P.1-2 The authors dedicate some space to providing a relevant synopsis of quotative variation and change in L1 varieties, but the rationale for the focus on quotative variation and change in L2 populations (p2./51-67) feels truncated and under-developed to me. Why should this be intrinsically interesting? What kind of learnability issues does discourse-pragmatic variation, and quotatives in particular, pose for L2 learners? At least one of the major issues, adumbrated in Meyerhoff & Schleef (2013)—not cited in the article under review—is that second-language learners are confronted with acquiring what is essentially “a moving target.” I also note that p.2/51-67 makes no reference to other recent and important publications that deal with the acquisition of quotatives by L2 speakers. No mention, for example, is made of Corrigan (2020) or Davydova (2020). Their results, especially those reported in Davydova (2020), do not always harmonize with some of the findings reported in the article under review.  

 

P2. The use of Rodriguez Louro (2013) as an L1 baseline is not without its problems. I think that the authors are probably cognizant of what these problems are, but they should be more upfront about them. The fact that Rodriguez Louro’s (2013) data were collected some years earlier than the authors’ data is, in my view, a relatively minor issue. A more serious issue is that her data, collected as they were in Perth, represent a speech community that is at some geographical remove from Melbourne, where the L2 speakers were recorded. I should also point out that according to information on p9./333-334, the L1 baseline appears to be based on speakers aged between 11-63. Yet none of the Chinese L2 speakers, according to p.6/Table 3, is older than 35. Given that quotative variation and change is highly sensitive to aged-based differences, how accurate is the comparison of the L2 data with the L1 AusE baseline?  Furthermore, can it be safely assumed that the local L1 quotative system in Melbourne AusE is necessarily isomorphic with its counterpart system in Perth? This brings me to a more general issue, namely, the nature of L2 speakers’ exposure to the L1 target variety. Where had these L2 speakers acquired their knowledge of English? Via the formal education system in their home country, at least initially? Or partially, or entirely, in Australia? If so, where? In what contexts? Knowing a little more about the speakers’ L2 acquisitional histories might shine a light on their variable usage patterns.

 

P4./93-99 There’s some (unintentional?) ambiguity here. Mimetic discourse extends beyond the use of non-lexicalised sounds—they are not one and the same thing. I also note (Table 7/p.15) that this constraint is not explored in the present article.

 

P6./215-218 “…as the participants of the study will have been exposed to native AusE in their daily lives, the constraints governing BE LIKE for Chinese L2 learners are  expected to be similar to the findings from Rodriguez Louro (2013)” This statement is at variance with what we know about L2 acquisition. If (adult) L2 speakers acquire innovative forms such as BE LIKE via diffusion rather than transmission, we would hypothesize, following Labov (2007:349), that there would be a weakening or re-ordering of constraints underlying variant use rather than faithful replication of those constraints. This brings me back to a primordial question that I raised earlier: what does it mean to have acquired BL, or any other L1 quotative variant, for that matter? How is this assessed? A clearer statement on this issue would enhance the analytical approach of the study.

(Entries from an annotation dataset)
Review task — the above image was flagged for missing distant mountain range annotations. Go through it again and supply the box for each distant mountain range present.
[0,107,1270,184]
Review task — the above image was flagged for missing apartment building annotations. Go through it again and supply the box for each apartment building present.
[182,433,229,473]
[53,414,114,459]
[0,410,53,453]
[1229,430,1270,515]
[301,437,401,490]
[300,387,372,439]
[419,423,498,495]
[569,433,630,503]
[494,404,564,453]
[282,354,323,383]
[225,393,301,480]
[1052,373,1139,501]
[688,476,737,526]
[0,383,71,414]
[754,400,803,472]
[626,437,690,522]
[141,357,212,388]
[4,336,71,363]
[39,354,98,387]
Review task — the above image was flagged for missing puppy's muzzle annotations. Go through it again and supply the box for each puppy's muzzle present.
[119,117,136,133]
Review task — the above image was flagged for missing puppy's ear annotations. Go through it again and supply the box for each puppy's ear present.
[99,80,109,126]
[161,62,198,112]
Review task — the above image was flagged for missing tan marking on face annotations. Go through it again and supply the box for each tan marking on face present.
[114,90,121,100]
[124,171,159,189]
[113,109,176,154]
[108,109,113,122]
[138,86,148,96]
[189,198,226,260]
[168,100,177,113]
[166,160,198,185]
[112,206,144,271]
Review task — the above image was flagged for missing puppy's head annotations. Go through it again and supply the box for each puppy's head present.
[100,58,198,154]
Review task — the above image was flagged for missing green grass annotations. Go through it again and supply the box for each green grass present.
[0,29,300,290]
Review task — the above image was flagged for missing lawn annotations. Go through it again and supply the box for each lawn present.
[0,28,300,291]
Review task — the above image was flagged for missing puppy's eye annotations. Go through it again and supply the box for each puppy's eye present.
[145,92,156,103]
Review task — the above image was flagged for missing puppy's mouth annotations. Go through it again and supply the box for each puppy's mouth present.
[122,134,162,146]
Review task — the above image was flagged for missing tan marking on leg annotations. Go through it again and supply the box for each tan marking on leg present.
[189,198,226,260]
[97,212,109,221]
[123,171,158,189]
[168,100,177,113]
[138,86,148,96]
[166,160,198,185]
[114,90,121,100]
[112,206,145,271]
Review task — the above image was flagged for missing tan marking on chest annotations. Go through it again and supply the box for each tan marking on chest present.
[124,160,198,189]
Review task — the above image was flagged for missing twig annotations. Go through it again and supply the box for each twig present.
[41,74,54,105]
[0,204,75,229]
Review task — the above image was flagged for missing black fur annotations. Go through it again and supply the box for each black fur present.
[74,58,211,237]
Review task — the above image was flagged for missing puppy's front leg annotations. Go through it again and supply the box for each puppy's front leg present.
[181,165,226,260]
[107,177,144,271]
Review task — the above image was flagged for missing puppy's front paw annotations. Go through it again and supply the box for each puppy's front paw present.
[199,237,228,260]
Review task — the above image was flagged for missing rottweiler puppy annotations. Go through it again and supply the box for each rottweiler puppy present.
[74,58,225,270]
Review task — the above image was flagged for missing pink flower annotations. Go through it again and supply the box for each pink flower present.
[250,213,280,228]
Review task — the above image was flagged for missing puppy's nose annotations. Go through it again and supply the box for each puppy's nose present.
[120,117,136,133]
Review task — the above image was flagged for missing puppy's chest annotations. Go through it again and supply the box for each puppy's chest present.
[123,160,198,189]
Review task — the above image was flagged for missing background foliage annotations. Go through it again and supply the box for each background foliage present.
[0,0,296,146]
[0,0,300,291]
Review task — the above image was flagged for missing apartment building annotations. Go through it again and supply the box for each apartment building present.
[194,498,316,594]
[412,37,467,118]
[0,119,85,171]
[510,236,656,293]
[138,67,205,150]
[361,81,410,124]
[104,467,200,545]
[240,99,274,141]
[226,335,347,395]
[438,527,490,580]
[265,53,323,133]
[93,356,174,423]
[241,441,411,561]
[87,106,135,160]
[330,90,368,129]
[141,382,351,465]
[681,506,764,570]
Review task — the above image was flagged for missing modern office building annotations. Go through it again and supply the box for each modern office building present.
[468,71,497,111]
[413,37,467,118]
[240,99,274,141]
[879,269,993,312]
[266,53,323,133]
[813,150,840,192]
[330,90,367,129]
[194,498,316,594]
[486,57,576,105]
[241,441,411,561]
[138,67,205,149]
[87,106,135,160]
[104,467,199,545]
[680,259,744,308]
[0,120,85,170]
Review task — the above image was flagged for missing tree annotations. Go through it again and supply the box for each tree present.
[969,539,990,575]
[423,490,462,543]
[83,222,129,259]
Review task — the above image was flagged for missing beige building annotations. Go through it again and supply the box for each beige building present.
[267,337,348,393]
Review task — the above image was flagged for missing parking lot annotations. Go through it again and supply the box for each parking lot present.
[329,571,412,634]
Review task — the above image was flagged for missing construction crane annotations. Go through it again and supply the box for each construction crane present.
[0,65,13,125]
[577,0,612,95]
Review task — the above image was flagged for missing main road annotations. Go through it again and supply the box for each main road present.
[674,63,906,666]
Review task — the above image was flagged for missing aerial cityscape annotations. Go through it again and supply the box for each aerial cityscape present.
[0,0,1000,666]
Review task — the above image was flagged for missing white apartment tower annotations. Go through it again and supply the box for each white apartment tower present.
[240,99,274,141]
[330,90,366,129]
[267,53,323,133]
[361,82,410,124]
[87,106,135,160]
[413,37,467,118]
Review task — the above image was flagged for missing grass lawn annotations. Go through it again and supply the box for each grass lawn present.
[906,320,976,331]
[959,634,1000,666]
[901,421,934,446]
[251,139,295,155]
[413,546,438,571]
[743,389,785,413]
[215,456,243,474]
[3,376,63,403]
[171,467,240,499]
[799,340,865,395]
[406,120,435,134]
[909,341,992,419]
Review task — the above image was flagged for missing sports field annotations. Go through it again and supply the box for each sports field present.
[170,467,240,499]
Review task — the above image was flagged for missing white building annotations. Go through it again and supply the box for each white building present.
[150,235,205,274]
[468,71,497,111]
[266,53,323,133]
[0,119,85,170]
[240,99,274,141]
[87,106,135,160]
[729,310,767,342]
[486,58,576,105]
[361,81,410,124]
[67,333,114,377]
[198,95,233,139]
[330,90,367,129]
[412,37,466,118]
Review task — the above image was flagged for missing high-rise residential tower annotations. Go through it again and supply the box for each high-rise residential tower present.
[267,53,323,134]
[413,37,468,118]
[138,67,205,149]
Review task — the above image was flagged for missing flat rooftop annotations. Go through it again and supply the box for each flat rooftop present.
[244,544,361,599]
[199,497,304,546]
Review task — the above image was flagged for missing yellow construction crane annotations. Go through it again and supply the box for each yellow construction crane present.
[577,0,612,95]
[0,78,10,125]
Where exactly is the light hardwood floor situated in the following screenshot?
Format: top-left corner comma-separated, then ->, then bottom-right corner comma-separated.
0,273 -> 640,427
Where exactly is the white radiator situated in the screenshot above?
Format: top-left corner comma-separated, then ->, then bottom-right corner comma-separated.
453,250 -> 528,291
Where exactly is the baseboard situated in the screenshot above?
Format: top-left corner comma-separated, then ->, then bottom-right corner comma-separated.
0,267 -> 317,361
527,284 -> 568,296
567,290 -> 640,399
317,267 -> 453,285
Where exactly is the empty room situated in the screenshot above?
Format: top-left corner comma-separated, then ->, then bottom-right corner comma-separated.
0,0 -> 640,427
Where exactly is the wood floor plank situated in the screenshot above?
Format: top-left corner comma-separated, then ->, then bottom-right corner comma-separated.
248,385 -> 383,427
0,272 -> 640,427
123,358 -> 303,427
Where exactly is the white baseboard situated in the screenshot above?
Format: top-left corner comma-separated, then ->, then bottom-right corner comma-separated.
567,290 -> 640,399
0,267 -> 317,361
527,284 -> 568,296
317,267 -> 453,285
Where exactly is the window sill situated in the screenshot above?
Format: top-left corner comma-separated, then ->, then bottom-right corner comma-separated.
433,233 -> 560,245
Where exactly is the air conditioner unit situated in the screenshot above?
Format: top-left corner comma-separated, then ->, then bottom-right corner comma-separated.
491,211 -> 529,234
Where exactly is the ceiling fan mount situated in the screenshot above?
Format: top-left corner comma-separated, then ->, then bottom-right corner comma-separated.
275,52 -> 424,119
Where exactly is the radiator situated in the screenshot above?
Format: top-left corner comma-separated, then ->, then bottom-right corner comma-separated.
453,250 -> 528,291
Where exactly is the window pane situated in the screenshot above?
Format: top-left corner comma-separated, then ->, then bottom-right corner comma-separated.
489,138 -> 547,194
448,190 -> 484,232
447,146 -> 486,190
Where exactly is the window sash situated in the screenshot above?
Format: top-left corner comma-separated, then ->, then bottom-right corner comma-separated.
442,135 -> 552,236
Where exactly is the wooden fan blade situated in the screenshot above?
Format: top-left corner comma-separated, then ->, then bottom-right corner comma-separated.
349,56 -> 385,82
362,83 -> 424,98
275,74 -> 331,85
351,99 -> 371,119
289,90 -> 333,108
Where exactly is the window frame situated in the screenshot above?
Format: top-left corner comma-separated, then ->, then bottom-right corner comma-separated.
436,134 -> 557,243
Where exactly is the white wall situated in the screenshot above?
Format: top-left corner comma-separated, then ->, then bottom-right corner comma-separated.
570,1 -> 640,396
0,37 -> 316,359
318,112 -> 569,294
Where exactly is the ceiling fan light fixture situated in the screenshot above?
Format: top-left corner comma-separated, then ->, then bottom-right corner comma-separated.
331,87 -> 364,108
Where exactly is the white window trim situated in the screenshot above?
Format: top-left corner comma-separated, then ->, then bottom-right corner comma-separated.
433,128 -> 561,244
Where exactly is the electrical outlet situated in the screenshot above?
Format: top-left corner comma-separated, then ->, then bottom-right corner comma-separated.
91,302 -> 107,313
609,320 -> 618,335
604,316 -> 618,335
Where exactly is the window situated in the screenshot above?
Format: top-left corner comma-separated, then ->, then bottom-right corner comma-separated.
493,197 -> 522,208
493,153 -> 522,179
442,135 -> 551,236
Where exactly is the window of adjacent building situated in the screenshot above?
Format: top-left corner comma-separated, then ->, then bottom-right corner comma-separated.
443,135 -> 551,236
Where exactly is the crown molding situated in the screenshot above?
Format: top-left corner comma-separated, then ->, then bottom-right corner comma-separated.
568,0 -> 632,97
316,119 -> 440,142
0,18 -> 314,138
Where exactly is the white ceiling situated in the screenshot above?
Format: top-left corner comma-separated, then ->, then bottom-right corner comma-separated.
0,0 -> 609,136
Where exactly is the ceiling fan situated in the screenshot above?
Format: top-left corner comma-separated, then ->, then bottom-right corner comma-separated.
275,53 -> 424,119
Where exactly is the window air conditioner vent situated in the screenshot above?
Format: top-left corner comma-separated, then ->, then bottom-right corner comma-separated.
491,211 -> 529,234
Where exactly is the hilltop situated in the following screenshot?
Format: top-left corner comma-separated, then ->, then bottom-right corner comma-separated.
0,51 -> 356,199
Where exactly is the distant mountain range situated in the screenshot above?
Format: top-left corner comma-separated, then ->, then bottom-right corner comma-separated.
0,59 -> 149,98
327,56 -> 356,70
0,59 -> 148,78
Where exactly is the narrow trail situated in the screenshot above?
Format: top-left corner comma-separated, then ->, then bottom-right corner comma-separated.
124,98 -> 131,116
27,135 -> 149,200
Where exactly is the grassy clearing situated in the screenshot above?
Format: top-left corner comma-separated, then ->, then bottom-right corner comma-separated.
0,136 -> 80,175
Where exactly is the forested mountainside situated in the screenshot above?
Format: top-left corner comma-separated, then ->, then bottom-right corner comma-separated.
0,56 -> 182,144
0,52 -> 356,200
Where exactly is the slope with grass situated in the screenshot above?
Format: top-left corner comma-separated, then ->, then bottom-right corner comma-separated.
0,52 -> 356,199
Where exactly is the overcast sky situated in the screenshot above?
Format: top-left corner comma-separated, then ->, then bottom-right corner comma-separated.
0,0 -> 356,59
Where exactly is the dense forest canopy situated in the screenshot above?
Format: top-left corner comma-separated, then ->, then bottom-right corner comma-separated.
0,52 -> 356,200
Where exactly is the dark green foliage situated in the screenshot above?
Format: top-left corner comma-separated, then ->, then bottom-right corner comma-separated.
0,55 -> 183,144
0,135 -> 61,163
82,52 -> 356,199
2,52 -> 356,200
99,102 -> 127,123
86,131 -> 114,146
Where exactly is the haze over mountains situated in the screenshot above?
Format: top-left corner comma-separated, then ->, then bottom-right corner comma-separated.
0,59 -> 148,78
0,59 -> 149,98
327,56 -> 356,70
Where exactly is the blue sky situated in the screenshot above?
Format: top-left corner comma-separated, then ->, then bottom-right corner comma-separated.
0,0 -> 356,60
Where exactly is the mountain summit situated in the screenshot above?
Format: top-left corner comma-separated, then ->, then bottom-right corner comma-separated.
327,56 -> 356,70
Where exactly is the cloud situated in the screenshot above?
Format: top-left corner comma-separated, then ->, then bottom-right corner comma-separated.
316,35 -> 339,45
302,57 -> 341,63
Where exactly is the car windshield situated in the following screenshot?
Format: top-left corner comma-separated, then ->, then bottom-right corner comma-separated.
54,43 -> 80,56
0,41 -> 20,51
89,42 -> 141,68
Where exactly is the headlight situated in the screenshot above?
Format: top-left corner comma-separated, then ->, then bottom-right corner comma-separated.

WORK INSTRUCTIONS:
1 – Set down the stretch of the review from "P4./93-99 There’s some" through "the present article.", word for word.
2 – Output the stretch of the entries from the line containing "Where exactly is the slope" through the line containing "0,0 -> 356,59" as a numbered list, leaving out any blank lines.
The review and the entries have no connection to each other.

ANSWERS PER TASK:
1 –
P4./93-99 There’s some (unintentional?) ambiguity here. Mimetic discourse extends beyond the use of non-lexicalised sounds—they are not one and the same thing. I also note (Table 7/p.15) that this constraint is not explored in the present article.

2 –
1. Where exactly is the slope with grass situated in the screenshot above?
2. Format: top-left corner comma-separated, then ->, then bottom-right corner comma-separated.
3. 0,52 -> 356,199
4. Where exactly is the overcast sky situated in the screenshot above?
5. Format: top-left corner comma-separated, then ->, then bottom-right corner comma-separated.
6. 0,0 -> 356,59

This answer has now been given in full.